• PAGE EXCERPT

However, this is more than just a plan to get finances back on track. In its 70th year, we also want our NHS to make strides towards being the safest, highest-quality healthcare system in the world. That means making a number of improvements to the treatment and care currently offered, including getting back on track to delivering agreed performance standards, locking in and further building on the recent progress made in the safety and quality of care, and transforming the care offered to our most frail and vulnerable patients so that we prioritise prevention as much as cure. It also means transforming our cancer care, where we still lag behind France and Germany despite record survival rates. There is no family in this country that has not been touched by cancer, so the whole House will want to know how the NHS intends to make our cancer treatment and care among the best in Europe.
Many of our constituents worry about the mental health of their loved ones, families and friends. Again, I am proud of this Government’s record here: investing more in mental health than ever before and legislating for true parity as part of one of the biggest expansions of mental health provision in Europe. A critical part of the plan will be to decide what next steps will enable us to claim not just that we aspire to parity of provision with mental health but that we are actually delivering it.

• DATASET CONTENT
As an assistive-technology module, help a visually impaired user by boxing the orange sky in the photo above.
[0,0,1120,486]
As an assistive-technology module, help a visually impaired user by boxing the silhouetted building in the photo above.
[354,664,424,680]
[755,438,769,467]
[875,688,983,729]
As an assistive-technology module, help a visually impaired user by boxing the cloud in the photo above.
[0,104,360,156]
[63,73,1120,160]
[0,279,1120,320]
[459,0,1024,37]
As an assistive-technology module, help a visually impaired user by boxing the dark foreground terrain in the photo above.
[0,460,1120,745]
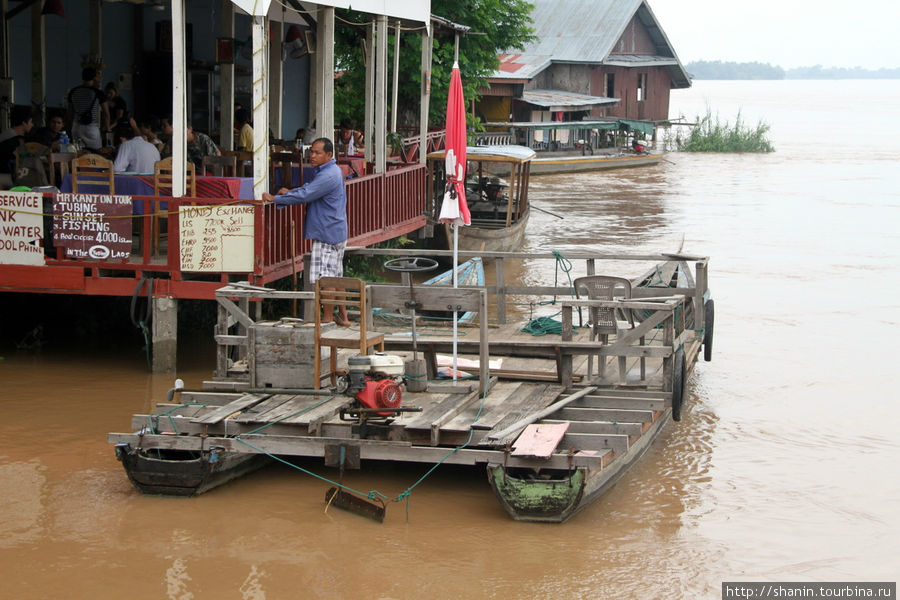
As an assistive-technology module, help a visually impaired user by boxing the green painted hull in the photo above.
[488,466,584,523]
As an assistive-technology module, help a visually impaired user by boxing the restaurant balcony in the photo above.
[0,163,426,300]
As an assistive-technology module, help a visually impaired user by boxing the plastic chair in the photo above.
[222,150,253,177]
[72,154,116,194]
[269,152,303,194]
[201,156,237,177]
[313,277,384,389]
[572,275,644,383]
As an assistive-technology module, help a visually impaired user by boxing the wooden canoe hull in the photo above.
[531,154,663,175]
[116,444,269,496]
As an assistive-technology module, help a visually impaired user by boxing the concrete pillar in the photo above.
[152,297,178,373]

• TASK INSTRUCTIONS
1. According to the passage on the NHS plan, which two countries does cancer care in this country still lag behind?
2. Continue the passage on the NHS plan from the point where it stops.
The records are separate material and have no connection to the passage on the NHS plan.

• RESULTS OF THE TASKS
1. France and Germany.

2.
For our most vulnerable citizens with both health and care needs, we also recognise that NHS and social care provision are two sides of the same coin. It is not possible to have a plan for one sector without having a plan for the other. Indeed, we have been clear with the NHS that a key plank of its plan must be the full integration of the two services. As part of the NHS plan, we will review the current functioning and structure of the better care fund to make sure that it supports that. While the long-term funding profile of the social care system will not be settled until the spending review, we will publish the social care Green Paper ahead of that. However, because we want to integrate plans for social care with the new NHS plan, it does not make sense to publish it before the NHS plan has even been drafted, so we now intend to publish the social care Green Paper in the autumn, around the same time as the NHS plan.
Finally, there are two further elements crucial to putting the NHS on a sustainable footing. Alongside the 10-year plan, we will also publish a long-term workforce plan, recognising that there can be no transformation without the right number of staff, in the right settings and with the right skills. This applies to both new and existing staff. As part of this, we will consider a multiyear funding plan for clinical training to support this aim. Similarly, we know that capital funding is critical for building the NHS services of the future and, again, we will consider proposals from the NHS for a multiyear capital plan to support the transformation plans outlined in the long-term plan.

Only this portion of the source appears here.